OBJECTIVE |
Answer from the thread below:
(a) To which function was the "pybind11::gil_scoped_release release;" modification added?
(b) Which team introduced the PR?
(c) What was the reply to "Have you ever encountered this kind of problem?"

PASSAGE SHOWN |
◇ ◇ ◇ ◇
DeepEP icon indicating copy to clipboard operation
DeepEP copied to clipboard

question about the modification of "pybind11::gil_scoped_release release"

Open leehongming opened this issue 8 months ago • 2 comments

Hi, A few days ago, the modification of "pybind11::gil_scoped_release release;" is added to Buffer::internode_dispatch, and you guys give some comments on it. In my understanding, the modification is supposed to optimize the performance of the inference system as the other threads such as kv cache is only stucked for a moment, not forever. Is there such a possibility that without the modification of gil release, a dispatch timeout is going to happen because of deadlock? Have you ever encountered this kind of problem?

leehongming avatar May 13 '25 07:05 leehongming

Is there such a possibility that without the modification of gil release, a dispatch timeout is going to happen because of deadlock?

With GIL consideration, timeout only occurs with some ranks launched comm kernels, while some ranks not. I guess it really depends on how you implement your framework. I can not tell an exact answer about this.

Have you ever encountered this kind of problem?

No, internally at DeepSeek.

This PR is introduced by the SGLang team, @fzyzcjy do you have something to comment?

LyricZhao avatar May 14 '25 09:05 LyricZhao

I have no more to comment

fzyzcjy avatar May 14 '25 10:05 fzyzcjy
◇ ◇ ◇ ◇
SUPPLIED INFORMATION |
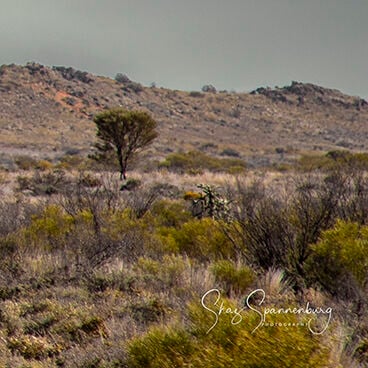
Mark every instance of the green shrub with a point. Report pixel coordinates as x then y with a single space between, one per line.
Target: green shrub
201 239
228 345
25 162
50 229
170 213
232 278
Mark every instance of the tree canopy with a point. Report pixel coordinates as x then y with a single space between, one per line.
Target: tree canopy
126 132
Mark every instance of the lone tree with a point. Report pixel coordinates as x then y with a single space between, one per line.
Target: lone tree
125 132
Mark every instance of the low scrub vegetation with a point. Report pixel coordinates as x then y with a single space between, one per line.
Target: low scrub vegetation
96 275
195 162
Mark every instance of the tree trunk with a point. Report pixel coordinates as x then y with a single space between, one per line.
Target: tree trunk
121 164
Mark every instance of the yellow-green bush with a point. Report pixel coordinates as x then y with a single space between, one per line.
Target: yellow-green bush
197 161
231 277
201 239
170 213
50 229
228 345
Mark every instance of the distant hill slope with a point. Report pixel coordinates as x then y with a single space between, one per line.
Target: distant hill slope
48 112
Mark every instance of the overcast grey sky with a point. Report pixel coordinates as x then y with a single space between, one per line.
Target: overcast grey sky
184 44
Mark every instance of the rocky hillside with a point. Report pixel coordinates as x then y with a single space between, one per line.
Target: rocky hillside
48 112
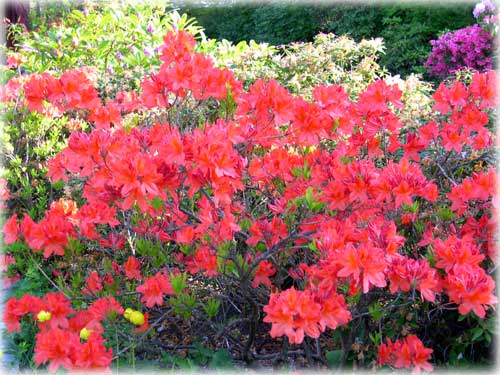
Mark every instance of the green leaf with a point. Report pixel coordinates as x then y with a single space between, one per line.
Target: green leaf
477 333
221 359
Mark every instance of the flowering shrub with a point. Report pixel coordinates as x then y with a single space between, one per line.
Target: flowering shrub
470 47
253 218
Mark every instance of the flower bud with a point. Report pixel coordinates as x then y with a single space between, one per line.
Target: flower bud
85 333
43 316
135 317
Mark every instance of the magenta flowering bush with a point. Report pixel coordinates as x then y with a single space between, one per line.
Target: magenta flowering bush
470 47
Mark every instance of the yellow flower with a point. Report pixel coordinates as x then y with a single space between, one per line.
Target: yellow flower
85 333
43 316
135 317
◇ ◇ ◇ ◇
REPLY |
(a) Buffer::internode_dispatch
(b) The SGLang team
(c) "No, internally at DeepSeek."